Task objective -
Swap "approximate" for "loose" in the rows, starting at the beginning and going on through the line that contains "positive clicks: (66, 18) (68, 21)". Write those lines out again without the pictures, with nothing else changed.

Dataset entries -
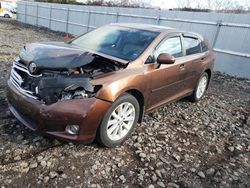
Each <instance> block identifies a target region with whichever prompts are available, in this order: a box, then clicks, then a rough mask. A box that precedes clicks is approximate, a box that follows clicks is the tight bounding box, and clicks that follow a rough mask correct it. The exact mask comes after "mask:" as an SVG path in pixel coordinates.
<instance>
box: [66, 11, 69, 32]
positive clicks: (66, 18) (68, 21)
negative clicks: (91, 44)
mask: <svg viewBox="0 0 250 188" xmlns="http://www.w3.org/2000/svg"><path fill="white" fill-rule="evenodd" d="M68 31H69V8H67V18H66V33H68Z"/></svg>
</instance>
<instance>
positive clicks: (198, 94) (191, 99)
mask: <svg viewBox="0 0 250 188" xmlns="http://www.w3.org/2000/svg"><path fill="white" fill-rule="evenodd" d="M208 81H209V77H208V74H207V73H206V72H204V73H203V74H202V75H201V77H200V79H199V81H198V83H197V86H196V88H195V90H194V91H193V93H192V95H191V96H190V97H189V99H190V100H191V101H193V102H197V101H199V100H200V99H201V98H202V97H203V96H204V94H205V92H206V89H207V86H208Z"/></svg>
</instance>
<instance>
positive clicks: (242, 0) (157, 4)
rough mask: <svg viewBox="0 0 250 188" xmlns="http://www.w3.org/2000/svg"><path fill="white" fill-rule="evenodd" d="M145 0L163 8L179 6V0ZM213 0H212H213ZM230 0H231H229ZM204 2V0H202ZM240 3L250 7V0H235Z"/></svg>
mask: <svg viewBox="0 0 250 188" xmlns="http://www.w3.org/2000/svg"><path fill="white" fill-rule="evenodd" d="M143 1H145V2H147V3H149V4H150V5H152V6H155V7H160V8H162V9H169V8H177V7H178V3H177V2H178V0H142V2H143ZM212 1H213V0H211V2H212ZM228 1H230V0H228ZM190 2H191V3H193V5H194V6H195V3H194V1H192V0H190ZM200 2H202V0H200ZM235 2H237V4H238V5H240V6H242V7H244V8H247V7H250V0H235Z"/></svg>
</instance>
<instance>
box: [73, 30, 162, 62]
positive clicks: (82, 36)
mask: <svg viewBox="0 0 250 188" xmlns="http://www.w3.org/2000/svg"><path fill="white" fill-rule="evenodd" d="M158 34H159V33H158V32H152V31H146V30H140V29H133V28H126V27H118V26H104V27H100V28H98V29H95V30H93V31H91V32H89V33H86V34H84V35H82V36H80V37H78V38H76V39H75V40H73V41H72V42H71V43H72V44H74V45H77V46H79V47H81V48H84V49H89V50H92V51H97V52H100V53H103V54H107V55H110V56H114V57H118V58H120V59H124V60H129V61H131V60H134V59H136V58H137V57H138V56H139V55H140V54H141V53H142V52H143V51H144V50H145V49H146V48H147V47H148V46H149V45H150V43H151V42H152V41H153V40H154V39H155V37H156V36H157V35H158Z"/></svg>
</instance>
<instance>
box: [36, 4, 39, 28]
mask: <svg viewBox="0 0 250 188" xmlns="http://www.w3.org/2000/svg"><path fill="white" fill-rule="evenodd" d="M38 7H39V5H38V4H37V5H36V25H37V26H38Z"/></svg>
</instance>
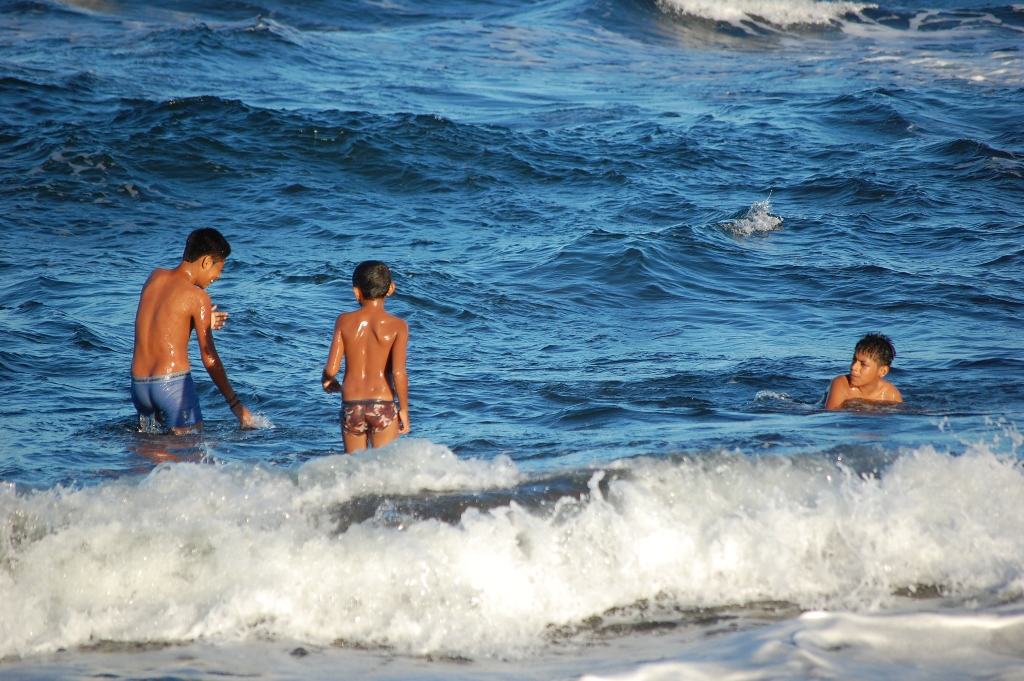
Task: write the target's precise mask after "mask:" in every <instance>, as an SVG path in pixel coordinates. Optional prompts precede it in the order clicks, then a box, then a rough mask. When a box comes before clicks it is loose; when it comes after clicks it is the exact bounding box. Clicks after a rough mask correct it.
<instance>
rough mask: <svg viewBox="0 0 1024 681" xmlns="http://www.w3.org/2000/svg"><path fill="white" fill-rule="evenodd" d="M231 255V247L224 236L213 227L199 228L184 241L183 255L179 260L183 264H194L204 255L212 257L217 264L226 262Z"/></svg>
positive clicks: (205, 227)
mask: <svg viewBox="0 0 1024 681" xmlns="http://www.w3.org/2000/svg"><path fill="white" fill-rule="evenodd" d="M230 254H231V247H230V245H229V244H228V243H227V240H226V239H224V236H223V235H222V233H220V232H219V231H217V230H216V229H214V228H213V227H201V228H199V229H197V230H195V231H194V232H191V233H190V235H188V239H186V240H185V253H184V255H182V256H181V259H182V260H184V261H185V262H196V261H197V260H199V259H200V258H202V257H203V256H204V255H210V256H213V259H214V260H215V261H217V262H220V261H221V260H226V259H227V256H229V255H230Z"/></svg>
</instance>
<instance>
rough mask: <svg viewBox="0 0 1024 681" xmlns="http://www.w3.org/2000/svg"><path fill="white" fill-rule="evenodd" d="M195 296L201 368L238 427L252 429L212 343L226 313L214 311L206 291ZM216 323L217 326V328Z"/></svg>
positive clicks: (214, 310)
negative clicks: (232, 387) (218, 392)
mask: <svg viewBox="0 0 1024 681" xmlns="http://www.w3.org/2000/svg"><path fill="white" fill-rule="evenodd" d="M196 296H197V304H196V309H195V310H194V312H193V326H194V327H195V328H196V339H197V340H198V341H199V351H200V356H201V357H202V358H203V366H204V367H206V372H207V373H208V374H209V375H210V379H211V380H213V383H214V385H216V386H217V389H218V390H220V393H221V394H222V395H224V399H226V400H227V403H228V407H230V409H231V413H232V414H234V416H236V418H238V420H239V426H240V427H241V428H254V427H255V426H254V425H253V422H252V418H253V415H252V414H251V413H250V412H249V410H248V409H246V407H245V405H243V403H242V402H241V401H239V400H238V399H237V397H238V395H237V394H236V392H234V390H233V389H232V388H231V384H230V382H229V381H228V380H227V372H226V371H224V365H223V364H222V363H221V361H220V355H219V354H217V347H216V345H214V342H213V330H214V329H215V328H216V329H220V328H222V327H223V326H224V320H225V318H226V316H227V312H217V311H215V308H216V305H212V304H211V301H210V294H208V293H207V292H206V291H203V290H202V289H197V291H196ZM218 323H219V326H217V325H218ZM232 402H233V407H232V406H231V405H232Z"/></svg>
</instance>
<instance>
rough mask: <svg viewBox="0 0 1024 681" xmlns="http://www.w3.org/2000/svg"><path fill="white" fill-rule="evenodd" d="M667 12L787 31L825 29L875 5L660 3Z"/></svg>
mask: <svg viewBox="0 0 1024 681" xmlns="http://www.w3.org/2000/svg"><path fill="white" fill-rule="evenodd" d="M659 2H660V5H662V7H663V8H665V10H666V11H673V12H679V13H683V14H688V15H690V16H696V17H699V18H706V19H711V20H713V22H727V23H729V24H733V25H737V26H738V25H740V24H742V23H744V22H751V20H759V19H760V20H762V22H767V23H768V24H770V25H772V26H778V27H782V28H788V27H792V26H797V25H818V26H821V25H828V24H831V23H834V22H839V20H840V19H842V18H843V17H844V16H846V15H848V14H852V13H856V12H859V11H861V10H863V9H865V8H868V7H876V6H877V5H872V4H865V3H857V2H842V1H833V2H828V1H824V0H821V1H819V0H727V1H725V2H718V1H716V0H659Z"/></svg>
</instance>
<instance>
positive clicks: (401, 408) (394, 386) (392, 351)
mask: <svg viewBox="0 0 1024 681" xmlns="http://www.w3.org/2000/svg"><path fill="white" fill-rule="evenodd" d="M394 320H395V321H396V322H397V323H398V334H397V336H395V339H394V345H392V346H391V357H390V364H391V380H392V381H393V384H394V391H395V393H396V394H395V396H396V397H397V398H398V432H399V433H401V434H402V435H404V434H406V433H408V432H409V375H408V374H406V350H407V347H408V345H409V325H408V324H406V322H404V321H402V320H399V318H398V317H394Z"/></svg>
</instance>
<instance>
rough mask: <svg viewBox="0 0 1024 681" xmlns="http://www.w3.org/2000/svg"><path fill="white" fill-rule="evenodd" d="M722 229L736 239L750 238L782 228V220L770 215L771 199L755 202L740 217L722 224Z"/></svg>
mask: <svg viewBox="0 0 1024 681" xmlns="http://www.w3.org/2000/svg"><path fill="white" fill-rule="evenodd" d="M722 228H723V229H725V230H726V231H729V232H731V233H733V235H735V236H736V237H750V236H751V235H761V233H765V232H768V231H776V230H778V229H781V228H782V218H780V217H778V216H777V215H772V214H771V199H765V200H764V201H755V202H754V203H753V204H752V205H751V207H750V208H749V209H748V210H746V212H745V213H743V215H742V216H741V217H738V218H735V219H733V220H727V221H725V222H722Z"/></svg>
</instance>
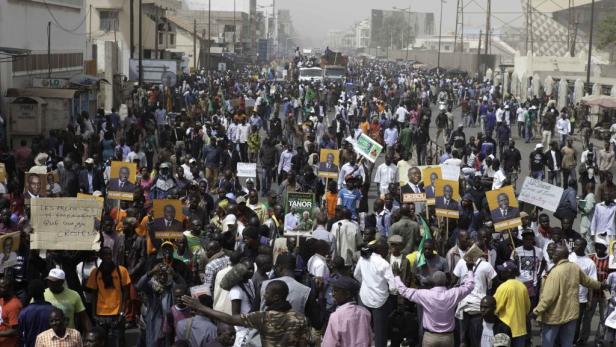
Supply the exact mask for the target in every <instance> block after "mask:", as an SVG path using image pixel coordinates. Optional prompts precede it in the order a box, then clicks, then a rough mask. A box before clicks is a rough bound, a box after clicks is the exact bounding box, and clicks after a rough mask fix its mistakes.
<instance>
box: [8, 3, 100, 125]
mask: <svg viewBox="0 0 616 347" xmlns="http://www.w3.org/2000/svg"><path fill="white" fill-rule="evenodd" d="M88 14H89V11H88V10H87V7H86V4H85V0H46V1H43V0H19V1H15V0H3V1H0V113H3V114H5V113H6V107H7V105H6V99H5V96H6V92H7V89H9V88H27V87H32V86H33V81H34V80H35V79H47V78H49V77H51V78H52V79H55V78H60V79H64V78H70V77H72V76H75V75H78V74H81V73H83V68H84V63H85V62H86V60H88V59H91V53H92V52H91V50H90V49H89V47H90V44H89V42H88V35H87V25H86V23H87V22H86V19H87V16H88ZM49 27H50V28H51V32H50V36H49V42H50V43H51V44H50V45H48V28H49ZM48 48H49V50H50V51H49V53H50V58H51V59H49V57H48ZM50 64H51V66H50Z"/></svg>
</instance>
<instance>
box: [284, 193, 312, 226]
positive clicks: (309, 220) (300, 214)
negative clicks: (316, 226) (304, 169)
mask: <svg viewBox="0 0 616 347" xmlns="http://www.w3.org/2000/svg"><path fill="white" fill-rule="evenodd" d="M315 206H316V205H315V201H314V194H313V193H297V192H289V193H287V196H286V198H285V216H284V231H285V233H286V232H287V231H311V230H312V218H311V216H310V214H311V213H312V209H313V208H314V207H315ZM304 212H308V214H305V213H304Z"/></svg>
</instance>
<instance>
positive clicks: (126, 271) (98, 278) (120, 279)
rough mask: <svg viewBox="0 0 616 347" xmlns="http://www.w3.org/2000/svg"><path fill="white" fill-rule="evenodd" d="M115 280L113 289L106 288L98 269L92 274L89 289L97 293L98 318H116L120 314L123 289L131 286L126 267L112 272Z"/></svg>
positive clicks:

Output -
Each <instance> block identifies a target region with whichever prompts are available, in this order: a box, then clicks, then a rough mask. A box that precedes clicks is loose, a box that follows clicks is the tight bounding box, and clicks that follow a rough mask correct it. The exact mask comes after "mask:" as an SVG path in pixel coordinates.
<instance>
box: [66, 11, 69, 32]
positive clicks: (66, 18) (68, 21)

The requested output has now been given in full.